읽을 본문:

* * * *

In [None]:
from datasets import get_dataset_config_names

xtreme_subsets=get_dataset_config_names("xtreme")
print(f"XTREME 서브셋 개수: {len(xtreme_subsets)}")

In [None]:
panx_subsets = [s for s in xtreme_subsets if s.startswith("PAN")]
panx_subsets[:3]

In [None]:
from datasets import load_dataset

load_dataset("xtreme", name="PAN-X.de")

In [None]:
from collections import defaultdict
from datasets import DatasetDict

langs=["de", "fr", "it", "en"]
fracs=[0.629, 0.229, 0.084, 0.059]
# 키가 없는 경우 DatasetDict를 반환합니다.
panx_ch=defaultdict(DatasetDict)

for lang, frac in zip(langs, fracs):
    # 다국어 말뭉치를 로드한다.
    ds=load_dataset("xtreme", name=f"PAN-X.{lang}")
    # 각 분할을 언어 비율에 따라 다운샘플링하고 섞는다.

* * * *

제공된 목록:

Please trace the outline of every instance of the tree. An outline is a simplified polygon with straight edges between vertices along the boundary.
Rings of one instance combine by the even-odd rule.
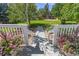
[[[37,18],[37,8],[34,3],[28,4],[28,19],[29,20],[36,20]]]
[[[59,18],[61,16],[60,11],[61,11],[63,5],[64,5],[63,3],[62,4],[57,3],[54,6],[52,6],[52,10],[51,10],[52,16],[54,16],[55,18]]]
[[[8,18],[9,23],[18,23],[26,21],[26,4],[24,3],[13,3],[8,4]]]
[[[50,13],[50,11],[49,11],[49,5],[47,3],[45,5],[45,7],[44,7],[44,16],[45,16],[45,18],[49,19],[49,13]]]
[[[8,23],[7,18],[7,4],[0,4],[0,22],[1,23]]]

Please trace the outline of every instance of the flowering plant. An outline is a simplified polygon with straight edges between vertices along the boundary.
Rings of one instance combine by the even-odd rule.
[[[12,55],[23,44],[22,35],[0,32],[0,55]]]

* * * *

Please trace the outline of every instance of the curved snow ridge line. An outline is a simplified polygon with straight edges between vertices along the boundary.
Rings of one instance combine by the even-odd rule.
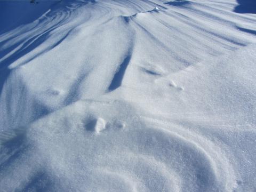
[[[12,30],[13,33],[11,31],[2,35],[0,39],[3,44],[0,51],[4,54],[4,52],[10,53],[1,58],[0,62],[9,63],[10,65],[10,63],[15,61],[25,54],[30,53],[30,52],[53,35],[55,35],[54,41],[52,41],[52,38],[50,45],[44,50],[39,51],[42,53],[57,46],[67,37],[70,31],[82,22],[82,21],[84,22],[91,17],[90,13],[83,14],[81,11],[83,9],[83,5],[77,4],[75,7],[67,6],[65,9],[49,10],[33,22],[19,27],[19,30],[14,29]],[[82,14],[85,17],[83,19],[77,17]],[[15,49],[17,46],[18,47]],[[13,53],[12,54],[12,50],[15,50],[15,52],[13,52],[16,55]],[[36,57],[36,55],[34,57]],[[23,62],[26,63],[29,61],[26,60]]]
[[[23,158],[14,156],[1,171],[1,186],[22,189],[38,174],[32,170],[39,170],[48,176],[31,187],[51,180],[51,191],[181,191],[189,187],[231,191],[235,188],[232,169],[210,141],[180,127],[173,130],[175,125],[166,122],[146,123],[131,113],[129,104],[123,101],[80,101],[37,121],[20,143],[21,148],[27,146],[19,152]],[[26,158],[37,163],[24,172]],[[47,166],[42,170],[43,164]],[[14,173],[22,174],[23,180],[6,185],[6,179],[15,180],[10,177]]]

* * * *

풀어 볼 과제:
A - 본문의 코드에서 언어 "fr"에 대응하는 비율 값은 얼마입니까?
B - 목록에서 "Please trace the outline of every instance of the flowering" 내용이 들어 있는 줄부터 "[[[12,55],[23,44],[22,35],[0,32],[0,55]]]" 내용이 들어 있는 줄까지를 빈 줄은 빼고 한 줄당 문자열 하나씩 담은 JSON 배열로 제시하십시오.
목록은 본문과 아무런 관련이 없습니다.

문제 해답:
A - 0.229

B -
[
  "Please trace the outline of every instance of the flowering plant. An outline is a simplified polygon with straight edges between vertices along the boundary.",
  "Rings of one instance combine by the even-odd rule.",
  "[[[12,55],[23,44],[22,35],[0,32],[0,55]]]"
]